Point-per-instance localization data
++++++

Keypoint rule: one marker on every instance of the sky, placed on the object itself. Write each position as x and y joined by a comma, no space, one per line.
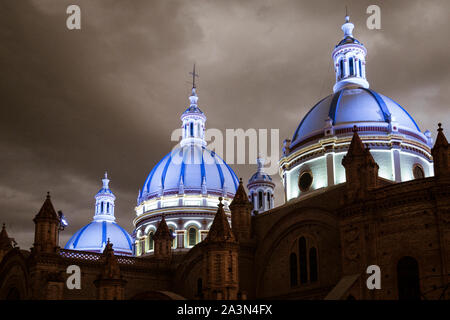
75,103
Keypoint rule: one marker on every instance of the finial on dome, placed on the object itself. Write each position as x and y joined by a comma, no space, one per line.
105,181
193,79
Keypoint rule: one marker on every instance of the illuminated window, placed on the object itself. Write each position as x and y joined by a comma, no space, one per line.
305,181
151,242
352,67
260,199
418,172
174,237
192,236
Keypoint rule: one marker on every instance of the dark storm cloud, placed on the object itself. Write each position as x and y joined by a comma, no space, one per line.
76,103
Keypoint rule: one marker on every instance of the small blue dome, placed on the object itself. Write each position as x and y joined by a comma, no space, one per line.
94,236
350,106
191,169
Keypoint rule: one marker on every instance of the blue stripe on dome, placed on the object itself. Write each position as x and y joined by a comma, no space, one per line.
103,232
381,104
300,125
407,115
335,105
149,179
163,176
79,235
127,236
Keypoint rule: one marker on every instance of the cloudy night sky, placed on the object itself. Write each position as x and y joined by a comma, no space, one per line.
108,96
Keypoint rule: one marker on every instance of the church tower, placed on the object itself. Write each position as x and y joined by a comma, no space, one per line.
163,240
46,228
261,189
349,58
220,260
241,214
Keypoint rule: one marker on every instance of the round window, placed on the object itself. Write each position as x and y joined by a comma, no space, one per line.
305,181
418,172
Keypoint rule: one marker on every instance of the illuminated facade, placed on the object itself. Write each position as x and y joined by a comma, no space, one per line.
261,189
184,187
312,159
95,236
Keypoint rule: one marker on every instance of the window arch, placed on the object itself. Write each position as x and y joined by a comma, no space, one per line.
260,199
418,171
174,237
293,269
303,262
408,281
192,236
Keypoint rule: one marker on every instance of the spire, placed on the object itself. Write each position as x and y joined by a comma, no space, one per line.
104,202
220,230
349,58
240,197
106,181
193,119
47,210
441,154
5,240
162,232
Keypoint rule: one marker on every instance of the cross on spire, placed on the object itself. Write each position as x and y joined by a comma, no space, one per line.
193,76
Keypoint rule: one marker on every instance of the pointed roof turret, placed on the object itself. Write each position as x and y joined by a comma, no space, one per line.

++++++

Task directions
Could you set down every entry above exactly as it stands, with no images?

Answer section
Keypoint rule: one marker on every instance of the sky, placed on the object itself. Write each position as x and y joined by a comma, no space, one per line.
75,103
Keypoint rule: one marker on every instance of the finial on dome, placed on the object itself. Write each position as x and y joined by a comma, no space, one per line.
105,181
193,79
Keypoint rule: one marker on every instance of the illuminated window, placed on the object itself. Write each position as x and y joined by a comma, no space, one per line.
305,181
151,242
352,67
260,199
418,172
174,237
192,236
Keypoint rule: one marker on every instance of the dark storm cloud, placed on the object itself. Write each position as x and y joined by a comma, no space, one per line.
76,103
Keypoint rule: one marker on every instance of the small blue dome, placed on the object itself. Write each position as x and y joined by a comma, no space, one per line.
94,236
350,106
191,169
Keypoint rule: one marker on every instance of the blue stripe on dome, placed on the object itself. Write each position as x and y joined by a comma, no space, one per line.
103,232
381,104
300,125
407,115
335,105
149,179
163,176
79,235
127,236
Keypoint rule: one marker on every instance of the cloudy night sky, placed on the object itself. Write each position as x and y joined by a comma, no space, one per line.
108,96
Keypoint rule: one marker on every instance of the church tower, placed on the object itself. Write each position as x and y joined by a comma, no space, one per line.
163,240
46,228
261,189
349,58
220,260
241,214
Keypoint rule: one marker on every instance of the round window, placed on the object itself. Write each position as x and y joined by a comma, no space, one per line.
305,181
418,172
Keypoint rule: one marker on every instance of the illuminated facade, placed on the object itself. Write each position as x and y joined by a comma, no space, one per line.
261,189
184,187
312,159
95,236
Keypoint rule: one marker on every instance of the window arch, placed on the object itself. Write each position as x and y joined by a comma, no space, one per line.
260,199
418,171
174,237
293,269
303,262
408,281
192,236
Keypoint rule: one marker on every instance of the spire, placed on the object itself. Write each position as x and y joined by a comma, no space, one per line.
104,202
220,230
349,58
240,197
106,181
193,119
47,210
441,154
5,240
162,232
Keypoint rule: one marker on every instance of the cross on spire, placed on the object itself. Write each position as x and y joined by a comma, no space, one per line.
193,76
Keypoint rule: one marker on every instance of the pointed roof turret, placed on the object itself. Write each position as x and y joined by a comma, no space, one per line.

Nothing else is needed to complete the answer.